- **Краткое задание A**: Воспроизведите без изменений строки записей, начиная со строки, содержащей «target: orange leg», и до конца записей включительно.

- **Исходный текст**:
**********

Голод был нестерпимый. Поели всех лошадей, вырвали до последней травинки кислицу. Ни хлеба, ни сухарей. Иногда прорывались самолеты У-2, сбрасывали сухари в бумажных мешках и почту, а также листовки, которые вселяли в нас надежду на спасение. У меня до сих пор хранятся две такие листовки. Раненые поступали, и мы работали, как могли и чем могли.

Кончался перевязочный и хирургический материал, работать становилось нечем. Сорванные тесемки с индивидуальных пакетов расщепляли, стерилизовали и перевязывали этими нитками сосуды во время операций. Люди пухли от голода. Два санитара умерли от истощения. Раненым, кроме хвойного горячего чая, ничего не давали – нечего было дать. Сырость, холод, комары, голод изводили. Даже лечь было негде: под ногами колебалось торфяное болото – ходили, как по матрацу. День и ночь над головой с воем проносились снаряды и мины. Иногда случались разрывы совсем рядом. Например, было прямое попадание в хибарку, где располагались прокуратура и особый отдел.

Целыми днями вился над головой корректировщик, а за ним взлетали бомбардировщики или черные самолеты с белой свастикой. На бреющем полете они включали адскую сирену, от которой стыла в жилах кровь. Люди метались в ужасе, мы старались всех успокоить и завести под деревья или в шалаши. Мы ждали помощи и надеялись. День и ночь телефонист держал трубку возле уха; ждали приказа о выходе.

И вот приказ получен. В ночь с 24 на 25 июня нам разрешили покинуть это ужасное место. Поступил приказ выводить армию любыми средствами. И вот в 23.00 все подразделения, в том числе и редакция газеты «Отвага», сгруппировались под деревьями, чтобы выходить, пока не рассвело (а ведь стояли белые ночи). Долго искали дорогу, дважды, заслышав поблизости немецкую речь, всем отрядом поворачивали назад. Наконец дорогу нашли. О боже, что это была за дорога! Жидкая грязь по колено, кругом разбитая узкоколейка, все усыпано мертвыми телами, автоматами, различными вещами, даже патефоны валялись в грязи. Начался выход. Повсюду падали люди, появились раненые, сначала мы пытались их нести. Потом попали в такое пекло, что трудно описать словами. Все гремело, пылало, носились трассирующие пули. Казалось, наступил конец света… Невозможно было поднять головы; ползли по шею в грязи по-пластунски, а из кустарника раздавалось хоровое монотонное: «Рус, сдавайсь, рус, сдавайсь…» На глазах гибли те, с кем пережили весь ужас окружения. Живые ползли, каждый надеялся выжить, ведь за плечами всего 18–19 лет.

**********

- **Краткое задание B**: Назовите всё, что, согласно исходному тексту, изводило людей в окружении.

**********

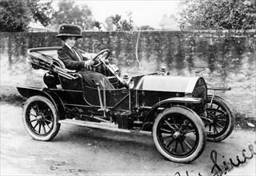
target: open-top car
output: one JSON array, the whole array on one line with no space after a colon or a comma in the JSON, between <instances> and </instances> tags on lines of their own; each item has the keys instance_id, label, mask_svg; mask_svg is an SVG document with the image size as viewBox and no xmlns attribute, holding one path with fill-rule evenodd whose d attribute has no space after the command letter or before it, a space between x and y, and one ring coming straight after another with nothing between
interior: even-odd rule
<instances>
[{"instance_id":1,"label":"open-top car","mask_svg":"<svg viewBox=\"0 0 256 176\"><path fill-rule=\"evenodd\" d=\"M22 120L28 134L36 140L49 141L62 123L89 127L108 126L136 131L151 131L157 150L172 162L190 162L203 152L206 140L220 142L234 126L227 102L208 90L200 77L168 75L166 70L138 76L121 75L107 62L109 50L100 51L96 66L87 69L104 74L115 89L84 86L82 78L65 67L58 58L58 47L28 50L34 69L46 70L45 87L17 86L27 98ZM107 126L106 126L107 125Z\"/></svg>"}]
</instances>

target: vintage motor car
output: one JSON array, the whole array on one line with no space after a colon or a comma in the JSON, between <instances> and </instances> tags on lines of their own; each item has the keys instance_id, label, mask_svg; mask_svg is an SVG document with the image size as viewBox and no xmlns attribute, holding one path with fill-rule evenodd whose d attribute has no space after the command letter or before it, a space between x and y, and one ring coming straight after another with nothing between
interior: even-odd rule
<instances>
[{"instance_id":1,"label":"vintage motor car","mask_svg":"<svg viewBox=\"0 0 256 176\"><path fill-rule=\"evenodd\" d=\"M67 70L58 58L58 47L28 50L35 70L46 70L44 87L17 86L26 98L22 122L34 139L49 141L62 123L88 127L113 125L131 132L150 131L159 153L171 162L190 162L203 152L206 140L220 142L234 126L228 103L215 94L230 88L207 87L203 78L173 77L166 70L121 75L110 64L108 49L87 69L103 74L115 89L84 86L81 74ZM212 90L213 94L208 94Z\"/></svg>"}]
</instances>

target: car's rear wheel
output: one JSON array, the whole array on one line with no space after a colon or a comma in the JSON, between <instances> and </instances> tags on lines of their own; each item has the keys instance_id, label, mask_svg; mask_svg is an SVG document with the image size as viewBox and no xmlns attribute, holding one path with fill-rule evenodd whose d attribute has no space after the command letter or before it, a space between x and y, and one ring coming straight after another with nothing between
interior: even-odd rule
<instances>
[{"instance_id":1,"label":"car's rear wheel","mask_svg":"<svg viewBox=\"0 0 256 176\"><path fill-rule=\"evenodd\" d=\"M207 140L220 142L226 138L233 131L235 119L228 103L219 97L207 97L207 119L204 120Z\"/></svg>"},{"instance_id":2,"label":"car's rear wheel","mask_svg":"<svg viewBox=\"0 0 256 176\"><path fill-rule=\"evenodd\" d=\"M206 142L203 122L194 111L171 107L160 113L152 135L158 150L171 162L190 162L202 153Z\"/></svg>"},{"instance_id":3,"label":"car's rear wheel","mask_svg":"<svg viewBox=\"0 0 256 176\"><path fill-rule=\"evenodd\" d=\"M22 122L27 133L38 141L53 139L61 126L55 106L42 96L27 99L23 106Z\"/></svg>"}]
</instances>

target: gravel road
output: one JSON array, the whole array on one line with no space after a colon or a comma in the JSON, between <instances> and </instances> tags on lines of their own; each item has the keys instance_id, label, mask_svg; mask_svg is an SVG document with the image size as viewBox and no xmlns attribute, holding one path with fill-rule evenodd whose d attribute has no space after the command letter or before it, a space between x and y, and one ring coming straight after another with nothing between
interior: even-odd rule
<instances>
[{"instance_id":1,"label":"gravel road","mask_svg":"<svg viewBox=\"0 0 256 176\"><path fill-rule=\"evenodd\" d=\"M222 142L207 142L201 157L190 164L166 160L150 133L133 134L62 124L50 142L33 140L23 127L22 107L1 103L1 175L213 175L217 162L236 156L248 145L256 146L255 131L235 129ZM256 175L255 159L247 160L226 175ZM176 174L176 175L178 175Z\"/></svg>"}]
</instances>

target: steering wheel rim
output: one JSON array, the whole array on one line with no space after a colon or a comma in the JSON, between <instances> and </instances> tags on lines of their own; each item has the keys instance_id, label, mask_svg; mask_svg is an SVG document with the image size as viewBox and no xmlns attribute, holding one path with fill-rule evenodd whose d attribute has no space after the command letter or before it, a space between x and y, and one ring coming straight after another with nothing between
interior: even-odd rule
<instances>
[{"instance_id":1,"label":"steering wheel rim","mask_svg":"<svg viewBox=\"0 0 256 176\"><path fill-rule=\"evenodd\" d=\"M105 49L105 50L101 50L101 51L99 51L98 54L97 54L97 55L92 59L93 61L95 61L95 59L97 58L98 58L98 56L100 56L101 54L104 54L104 53L107 53L106 54L106 57L104 58L104 60L106 60L109 56L110 56L110 50L109 50L109 49ZM98 67L98 66L99 66L100 65L102 65L102 62L99 62L98 64L96 64L96 65L94 65L94 66L91 66L91 67L93 67L93 68L95 68L95 67Z\"/></svg>"}]
</instances>

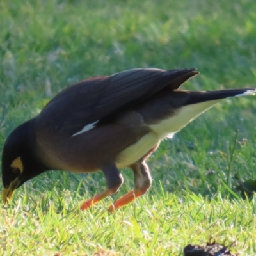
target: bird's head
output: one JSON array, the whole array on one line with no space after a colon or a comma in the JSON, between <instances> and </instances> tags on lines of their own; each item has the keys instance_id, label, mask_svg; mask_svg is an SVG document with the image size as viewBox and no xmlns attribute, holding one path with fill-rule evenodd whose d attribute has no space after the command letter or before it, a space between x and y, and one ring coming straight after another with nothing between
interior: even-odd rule
<instances>
[{"instance_id":1,"label":"bird's head","mask_svg":"<svg viewBox=\"0 0 256 256\"><path fill-rule=\"evenodd\" d=\"M36 158L34 120L13 130L7 138L2 155L2 200L5 204L26 181L45 171Z\"/></svg>"}]
</instances>

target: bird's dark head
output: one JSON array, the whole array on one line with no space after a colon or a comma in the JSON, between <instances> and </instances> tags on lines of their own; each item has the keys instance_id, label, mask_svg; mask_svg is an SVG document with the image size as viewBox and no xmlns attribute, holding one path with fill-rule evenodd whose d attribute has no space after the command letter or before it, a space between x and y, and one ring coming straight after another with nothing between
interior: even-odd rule
<instances>
[{"instance_id":1,"label":"bird's dark head","mask_svg":"<svg viewBox=\"0 0 256 256\"><path fill-rule=\"evenodd\" d=\"M36 157L35 120L13 130L7 138L2 155L2 199L6 203L26 181L47 170Z\"/></svg>"}]
</instances>

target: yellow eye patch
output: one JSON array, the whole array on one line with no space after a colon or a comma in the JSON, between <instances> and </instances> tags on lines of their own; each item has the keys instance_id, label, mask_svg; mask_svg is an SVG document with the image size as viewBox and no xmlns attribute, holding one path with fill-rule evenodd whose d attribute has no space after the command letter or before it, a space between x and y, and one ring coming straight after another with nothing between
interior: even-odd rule
<instances>
[{"instance_id":1,"label":"yellow eye patch","mask_svg":"<svg viewBox=\"0 0 256 256\"><path fill-rule=\"evenodd\" d=\"M20 156L15 158L12 162L11 167L13 168L18 168L20 171L20 173L23 172L23 164Z\"/></svg>"}]
</instances>

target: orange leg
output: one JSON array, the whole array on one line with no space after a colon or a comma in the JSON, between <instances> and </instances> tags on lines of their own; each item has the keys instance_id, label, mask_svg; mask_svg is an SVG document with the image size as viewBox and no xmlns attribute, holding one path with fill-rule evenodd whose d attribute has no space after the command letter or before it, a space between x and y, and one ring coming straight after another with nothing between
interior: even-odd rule
<instances>
[{"instance_id":1,"label":"orange leg","mask_svg":"<svg viewBox=\"0 0 256 256\"><path fill-rule=\"evenodd\" d=\"M123 177L119 173L115 164L112 164L104 166L102 168L102 172L105 175L108 188L103 192L96 195L92 198L83 202L80 206L80 209L82 211L90 208L101 200L116 193L123 183Z\"/></svg>"},{"instance_id":2,"label":"orange leg","mask_svg":"<svg viewBox=\"0 0 256 256\"><path fill-rule=\"evenodd\" d=\"M106 189L103 192L96 195L92 198L90 198L88 200L83 202L80 206L80 209L82 211L84 211L86 209L90 208L91 206L93 205L93 204L97 204L98 202L108 196L109 195L112 195L113 193L115 192L113 191L113 189Z\"/></svg>"},{"instance_id":3,"label":"orange leg","mask_svg":"<svg viewBox=\"0 0 256 256\"><path fill-rule=\"evenodd\" d=\"M108 209L108 211L111 213L113 213L116 209L119 207L122 207L124 205L132 202L137 197L141 196L145 194L146 191L141 191L138 189L134 189L126 195L125 195L123 197L118 199L115 204L110 205Z\"/></svg>"}]
</instances>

**********

- **Правильный ответ A**:
target: orange leg
output: one JSON array, the whole array on one line with no space after a colon or a comma in the JSON, between <instances> and </instances> tags on lines of their own; each item has the keys instance_id, label, mask_svg; mask_svg is an SVG document with the image size as viewBox and no xmlns attribute, holding one path with fill-rule evenodd whose d attribute has no space after the command letter or before it, a space between x and y, and one ring coming straight after another with nothing between
interior: even-odd rule
<instances>
[{"instance_id":1,"label":"orange leg","mask_svg":"<svg viewBox=\"0 0 256 256\"><path fill-rule=\"evenodd\" d=\"M123 177L119 173L115 164L112 164L104 166L102 168L102 172L105 175L108 188L103 192L96 195L92 198L83 202L80 206L80 209L82 211L90 208L101 200L116 193L123 183Z\"/></svg>"},{"instance_id":2,"label":"orange leg","mask_svg":"<svg viewBox=\"0 0 256 256\"><path fill-rule=\"evenodd\" d=\"M106 189L103 192L96 195L92 198L90 198L88 200L83 202L80 206L80 209L82 211L84 211L86 209L90 208L91 206L93 205L93 204L97 204L98 202L108 196L109 195L112 195L113 193L115 192L113 191L113 189Z\"/></svg>"},{"instance_id":3,"label":"orange leg","mask_svg":"<svg viewBox=\"0 0 256 256\"><path fill-rule=\"evenodd\" d=\"M108 209L108 211L111 213L113 213L116 209L119 207L122 207L124 205L132 202L137 197L141 196L145 194L146 191L141 191L138 189L134 189L126 195L125 195L123 197L118 199L115 204L110 205Z\"/></svg>"}]
</instances>

- **Правильный ответ B**: Сырость, холод, комары, голод.